Given request 1
Summarize the search engine exercise below in two sentences.

--- start Source ---

Your engine should consist of an indexer which processes all documents and creates an index as well a query engine that takes a query string and returns a list of documents that contains all the terms.

In [None]:
!wget https://github.com/gvogiatzis/CS3320/raw/main/data/bbc_sport_docs.zip

In [None]:
!unzip bbc_sport_docs.zip -d docs

## The dataset
Before we do anything else, let's have a look at the dataset I will assume you will have downloaded from blackboard the dataset *bbcsport.tar.gz* and unzipped it (`gunzip bbcsport.tar.gz` followed by `tar -xf bbcsport.tar`) in a convenient location. Go into that directory and have a look at some of the files using the `cat` command, i.e.

In [None]:
!cat docs/000.txt

should produce something like

    McCall earns Tannadice reprieve

    Dundee United manager Ian McCall has won a reprieve from the sack, with chairman Eddie Thompson calling for an end to speculation over his future...etc

Now let's try to open and print the file in python. First, you need to import these modules that will be used throughout

In [None]:
import re
import os
from glob import glob

We can open a file using the built-in `open` command as follows:

In [None]:
f = open('docs/000.txt','r', encoding='latin-1')

--- end Source ---
--- start Material for the task ---

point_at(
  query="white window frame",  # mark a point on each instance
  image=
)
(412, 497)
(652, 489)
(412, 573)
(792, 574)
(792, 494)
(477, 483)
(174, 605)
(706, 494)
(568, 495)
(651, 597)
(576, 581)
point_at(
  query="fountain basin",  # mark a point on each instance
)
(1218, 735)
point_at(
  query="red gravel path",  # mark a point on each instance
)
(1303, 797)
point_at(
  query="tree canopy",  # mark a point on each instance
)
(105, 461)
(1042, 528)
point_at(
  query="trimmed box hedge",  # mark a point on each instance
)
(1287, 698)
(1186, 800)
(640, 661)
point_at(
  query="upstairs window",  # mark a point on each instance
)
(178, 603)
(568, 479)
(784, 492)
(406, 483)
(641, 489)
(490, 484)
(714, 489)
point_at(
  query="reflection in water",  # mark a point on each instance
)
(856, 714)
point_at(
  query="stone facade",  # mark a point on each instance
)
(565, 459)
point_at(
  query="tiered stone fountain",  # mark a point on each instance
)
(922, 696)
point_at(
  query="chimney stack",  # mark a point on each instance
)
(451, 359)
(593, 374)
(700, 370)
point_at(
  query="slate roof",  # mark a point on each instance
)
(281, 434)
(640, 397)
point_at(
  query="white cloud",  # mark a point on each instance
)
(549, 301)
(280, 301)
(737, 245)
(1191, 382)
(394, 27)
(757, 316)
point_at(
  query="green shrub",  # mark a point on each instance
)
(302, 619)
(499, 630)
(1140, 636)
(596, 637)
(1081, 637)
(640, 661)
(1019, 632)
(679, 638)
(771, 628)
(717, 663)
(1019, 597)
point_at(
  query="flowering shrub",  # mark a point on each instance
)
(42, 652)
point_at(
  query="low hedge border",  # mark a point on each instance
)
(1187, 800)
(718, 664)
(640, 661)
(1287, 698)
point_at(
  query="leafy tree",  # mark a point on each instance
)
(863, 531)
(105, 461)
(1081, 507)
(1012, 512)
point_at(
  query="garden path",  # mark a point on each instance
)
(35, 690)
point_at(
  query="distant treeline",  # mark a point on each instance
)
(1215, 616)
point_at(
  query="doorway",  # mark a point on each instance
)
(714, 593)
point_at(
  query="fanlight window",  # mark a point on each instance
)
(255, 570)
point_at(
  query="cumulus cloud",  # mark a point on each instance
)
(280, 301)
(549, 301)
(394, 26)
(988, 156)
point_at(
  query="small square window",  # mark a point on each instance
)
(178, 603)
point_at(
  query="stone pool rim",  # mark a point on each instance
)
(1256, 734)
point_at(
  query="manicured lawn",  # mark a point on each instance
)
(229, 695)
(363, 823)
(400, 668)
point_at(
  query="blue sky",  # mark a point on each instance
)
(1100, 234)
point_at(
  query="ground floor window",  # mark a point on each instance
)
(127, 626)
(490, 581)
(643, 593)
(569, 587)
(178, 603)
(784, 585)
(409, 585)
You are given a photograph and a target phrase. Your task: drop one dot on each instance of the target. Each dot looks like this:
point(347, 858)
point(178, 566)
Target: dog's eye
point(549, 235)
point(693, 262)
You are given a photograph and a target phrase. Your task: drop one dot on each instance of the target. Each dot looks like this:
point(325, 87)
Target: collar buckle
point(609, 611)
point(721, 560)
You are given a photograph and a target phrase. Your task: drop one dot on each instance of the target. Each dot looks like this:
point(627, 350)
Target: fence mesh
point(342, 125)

--- end Material for the task ---

Given request 2
List every line of the records that contains the string "fountain", matching case exactly.

Solution 1
The engine to be built has two parts: an indexer that processes all documents and creates an index, and a query engine that takes a query string and returns a list of the documents containing all its terms. The text downloads and unzips a set of BBC sport documents, views one file with the `cat` command, imports the `re`, `os` and `glob` modules, and opens a file with Python's built-in `open` command.

Solution 2
  query="fountain basin",  # mark a point on each instance
  query="tiered stone fountain",  # mark a point on each instance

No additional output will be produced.